Aim 1 »
Answer these questions about the passage on abs and posture:
(a) Beyond how many sets of core exercises does the passage say you will not gain much from further sets?
(b) About how long does the passage say a whole strength routine should take?
(c) According to the last paragraph, underactivity in which muscles is the problem obscuring your abs?

Selected extract »
▬▬▬▬▬▬▬▬▬▬

And a good portion of that theoretical remaining 20% is going to come from improving your posture. Improving your posture increases the “display” of your abdomen, which maximises any ab visibility. Often, abs don’t show up because a rounded back causes fat/flesh/fascia to bunch up around your abdominal area, further obscuring your abs even if you’ve burned the fat necessary for those abs to show up.
A well rounded fitness routine combined with addressing your postural imbalances will go a long way to making the necessary posture improvements. That I can and will address another time.
Meanwhile, will doing ab or core exercises help your abs show?
While some amount of ab and core exercises are good for your posture, the law of diminishing returns kicks in pretty quickly. Doing a bunch of ab work won’t necessarily hurt you, provided you don’t strain anything in your core from overtraining. But beyond 1-2 sets of core exercises, you’re not going to gain much at all by doing additional sets.
So when it comes to routines like 6 Minute Abs, 8 Minute Abs, 10 Minute Abs, etc… sure, doing this will help improve your core strength. But within a well-rounded strength and endurance program, you would get all the benefit you’re looking for with as little as 1-2 minutes of ab work.
That is not to say all you need to do is 1-2 minutes of exercise. The whole rest of your body still needs exercise, and a sufficient strength routine involves the whole body, with muscle groups training for a few minutes at a time, and the whole routine taking closer to 20-30 minutes. Training abs for 1-2 sets is one part of a sufficient whole-body strength training routine.
First of all, posture requires fitness and strength endurance from all key muscle groups in your body. It’s not just abs or the generally labeled “core”, but working in tandem with your hip flexor complex and glutes, your major leg muscles, your shoulder and back muscles, right up to how well your spinal and neck muscles carry your head. Everything works together to create your posture, and that posture has an effect on everything, not to mention how your fat is stored and carried, and how your abs will show.
Secondly, the strength of your other muscle groups will influence how well your core muscles work and how much they work they can afford to do. A weak back or shoulder complex, or an overstretched underactive gluteus group, can lead to your body collapsing into your abdomen. No amount of crunches or sit ups will help undo that, because the problem obscuring your abs is coming from your underactive back, shoulder and glute muscles.

▬▬▬▬▬▬▬▬▬▬

Aim 2 » In the listing below, transcribe word for word every line from the one containing "Locate the vaulted" through the final line of the listing, including both ends.

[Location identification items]

▬▬▬▬▬▬▬▬▬▬

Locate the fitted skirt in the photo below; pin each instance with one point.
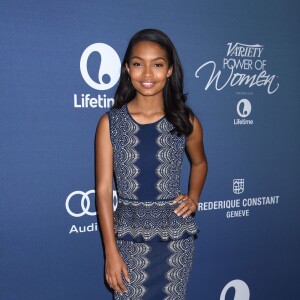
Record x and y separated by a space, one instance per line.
158 270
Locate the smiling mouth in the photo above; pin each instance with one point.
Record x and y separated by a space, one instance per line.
147 84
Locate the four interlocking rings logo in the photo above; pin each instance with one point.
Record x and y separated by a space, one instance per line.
85 203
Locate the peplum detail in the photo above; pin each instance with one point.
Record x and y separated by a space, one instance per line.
151 221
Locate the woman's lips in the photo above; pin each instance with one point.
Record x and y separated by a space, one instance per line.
147 84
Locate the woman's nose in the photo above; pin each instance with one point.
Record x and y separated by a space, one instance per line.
148 72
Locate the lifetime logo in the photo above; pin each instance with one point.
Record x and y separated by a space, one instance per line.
85 203
243 108
242 291
109 68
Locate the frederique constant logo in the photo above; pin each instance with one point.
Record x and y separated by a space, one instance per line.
107 76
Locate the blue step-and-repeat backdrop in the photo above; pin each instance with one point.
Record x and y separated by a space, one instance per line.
60 65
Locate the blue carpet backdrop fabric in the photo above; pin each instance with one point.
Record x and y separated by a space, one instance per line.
60 63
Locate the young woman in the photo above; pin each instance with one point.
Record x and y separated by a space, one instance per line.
149 240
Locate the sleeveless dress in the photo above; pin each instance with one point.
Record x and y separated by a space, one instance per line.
156 245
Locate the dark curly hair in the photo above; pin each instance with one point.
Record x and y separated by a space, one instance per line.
176 111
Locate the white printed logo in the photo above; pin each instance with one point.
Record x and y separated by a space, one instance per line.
238 186
109 69
242 291
85 203
243 108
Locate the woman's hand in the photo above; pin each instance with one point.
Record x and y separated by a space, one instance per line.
186 207
114 267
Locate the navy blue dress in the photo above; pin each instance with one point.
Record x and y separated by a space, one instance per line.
156 245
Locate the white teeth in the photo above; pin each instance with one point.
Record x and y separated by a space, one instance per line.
148 84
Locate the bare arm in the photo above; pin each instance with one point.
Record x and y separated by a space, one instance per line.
198 172
114 264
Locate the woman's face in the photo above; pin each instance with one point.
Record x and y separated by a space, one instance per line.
148 68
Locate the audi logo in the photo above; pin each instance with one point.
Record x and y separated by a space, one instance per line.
85 203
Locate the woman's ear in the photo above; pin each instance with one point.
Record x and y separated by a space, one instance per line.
127 68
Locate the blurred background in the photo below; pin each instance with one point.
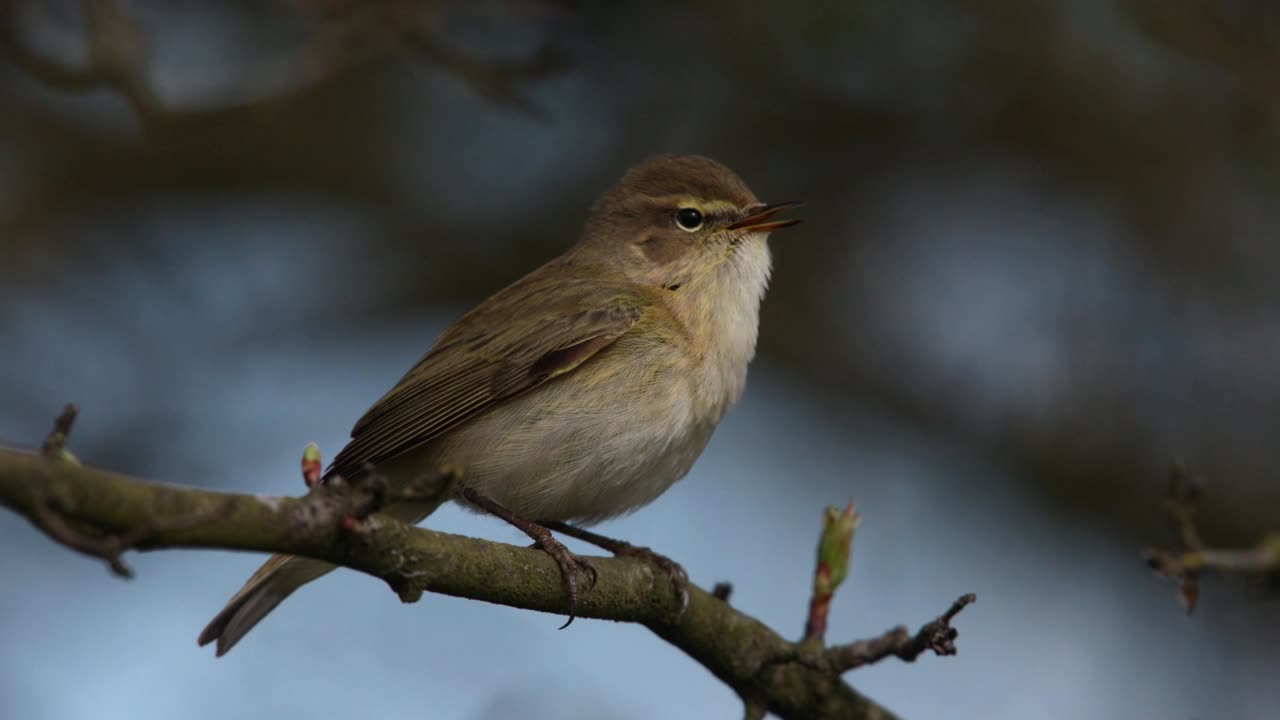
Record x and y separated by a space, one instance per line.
1040 261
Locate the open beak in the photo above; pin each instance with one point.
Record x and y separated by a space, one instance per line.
758 217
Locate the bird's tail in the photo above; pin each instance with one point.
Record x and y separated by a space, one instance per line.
282 574
273 582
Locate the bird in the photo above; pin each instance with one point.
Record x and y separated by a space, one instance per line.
584 390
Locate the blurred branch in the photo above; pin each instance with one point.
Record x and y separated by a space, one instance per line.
343 35
117 51
1193 557
1238 36
103 514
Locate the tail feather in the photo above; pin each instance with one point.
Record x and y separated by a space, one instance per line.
274 580
279 577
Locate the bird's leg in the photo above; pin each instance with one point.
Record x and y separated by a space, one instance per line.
568 563
675 573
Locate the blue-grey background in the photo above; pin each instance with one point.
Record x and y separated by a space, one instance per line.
1038 263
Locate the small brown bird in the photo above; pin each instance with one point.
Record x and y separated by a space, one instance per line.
583 391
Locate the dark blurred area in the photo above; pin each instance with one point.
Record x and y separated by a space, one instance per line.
1042 238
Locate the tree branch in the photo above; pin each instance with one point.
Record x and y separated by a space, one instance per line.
103 514
1194 556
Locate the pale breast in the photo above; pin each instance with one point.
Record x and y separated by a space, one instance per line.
602 441
617 432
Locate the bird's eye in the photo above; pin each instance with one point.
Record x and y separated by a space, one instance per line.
689 219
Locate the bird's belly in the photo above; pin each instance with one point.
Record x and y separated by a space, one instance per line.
576 454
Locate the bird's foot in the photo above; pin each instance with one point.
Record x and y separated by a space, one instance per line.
673 570
543 540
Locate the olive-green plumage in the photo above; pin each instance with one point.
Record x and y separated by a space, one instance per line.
588 387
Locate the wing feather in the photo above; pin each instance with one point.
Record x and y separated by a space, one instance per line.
512 342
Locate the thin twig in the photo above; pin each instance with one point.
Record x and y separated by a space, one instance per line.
936 636
54 447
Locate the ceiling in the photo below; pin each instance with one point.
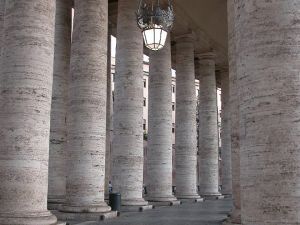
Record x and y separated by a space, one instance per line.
207 19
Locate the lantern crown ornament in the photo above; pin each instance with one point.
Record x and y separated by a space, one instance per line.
155 21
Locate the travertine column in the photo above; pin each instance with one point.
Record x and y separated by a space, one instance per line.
127 152
108 119
208 127
25 103
234 115
2 11
269 88
159 157
225 134
185 133
87 109
58 128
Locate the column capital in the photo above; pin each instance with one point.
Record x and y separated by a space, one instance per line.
206 55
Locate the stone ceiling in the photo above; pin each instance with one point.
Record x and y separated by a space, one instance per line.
207 19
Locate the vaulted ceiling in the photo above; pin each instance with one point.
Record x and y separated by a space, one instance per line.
207 19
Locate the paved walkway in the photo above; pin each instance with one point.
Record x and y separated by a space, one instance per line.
206 213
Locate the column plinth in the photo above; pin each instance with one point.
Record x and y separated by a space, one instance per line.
208 128
25 102
58 127
185 133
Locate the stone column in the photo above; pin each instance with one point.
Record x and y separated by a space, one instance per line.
108 119
87 109
58 129
235 217
185 133
159 157
2 11
225 135
25 102
208 128
127 153
269 89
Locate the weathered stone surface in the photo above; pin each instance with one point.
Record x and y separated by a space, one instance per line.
87 109
268 52
185 133
225 135
234 115
58 127
108 120
159 155
2 11
25 91
127 152
208 127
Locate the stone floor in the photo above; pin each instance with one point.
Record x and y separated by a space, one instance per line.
206 213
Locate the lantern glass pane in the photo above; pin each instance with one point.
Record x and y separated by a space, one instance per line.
149 37
155 38
164 35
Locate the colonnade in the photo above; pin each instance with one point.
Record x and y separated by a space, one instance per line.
54 125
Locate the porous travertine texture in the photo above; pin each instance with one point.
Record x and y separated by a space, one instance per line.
58 128
25 103
268 36
108 119
127 152
225 135
2 11
86 122
234 115
185 133
159 154
208 127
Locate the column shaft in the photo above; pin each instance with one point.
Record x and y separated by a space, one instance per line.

▬▬▬▬▬▬▬▬▬▬

Task answer 1 »
(a) Beyond 1-2 sets.
(b) Closer to 20-30 minutes.
(c) The back, shoulder and glute muscles.

Task answer 2 »
Locate the vaulted ceiling in the photo above; pin each instance with one point.
Record x and y separated by a space, one instance per line.
207 19
Locate the paved walkway in the photo above; pin each instance with one point.
Record x and y separated by a space, one instance per line.
206 213
Locate the column plinth in the photo above; pin each instance with one point.
Record x and y separated by a space, one instance per line.
208 128
25 102
58 127
185 133
Locate the stone column in the photo above; pin each instance with one point.
Record x and y separated by a space, one instance per line.
108 119
87 109
58 129
235 217
185 133
159 157
2 11
225 135
25 102
208 128
127 153
269 89
Locate the weathered stone surface in the photo above; pin each instance with one point.
Record x and y separated by a space, one instance per line.
87 109
268 52
185 133
225 135
234 115
58 127
108 120
159 155
2 11
25 91
127 152
208 127
Locate the stone floor in the photo above; pin each instance with one point.
Record x and y separated by a space, one instance per line.
206 213
Locate the lantern glass pane in the photo above; pin each instance with one point.
Record x and y separated by a space, one instance per line.
149 37
155 38
164 35
Locate the colonnade in the photo above; pin each instance with one point.
Record x and y separated by a space, one instance per line.
54 125
Locate the porous travertine texture in the photo above; pin each instance with one point.
Record x and y separated by a space, one instance per line.
58 128
25 103
268 36
108 119
127 152
225 135
2 11
86 122
234 115
185 133
159 154
208 127
Locate the column shaft in the photo above; pin each instance with one point.
Record x and y separated by a space, one instance per line.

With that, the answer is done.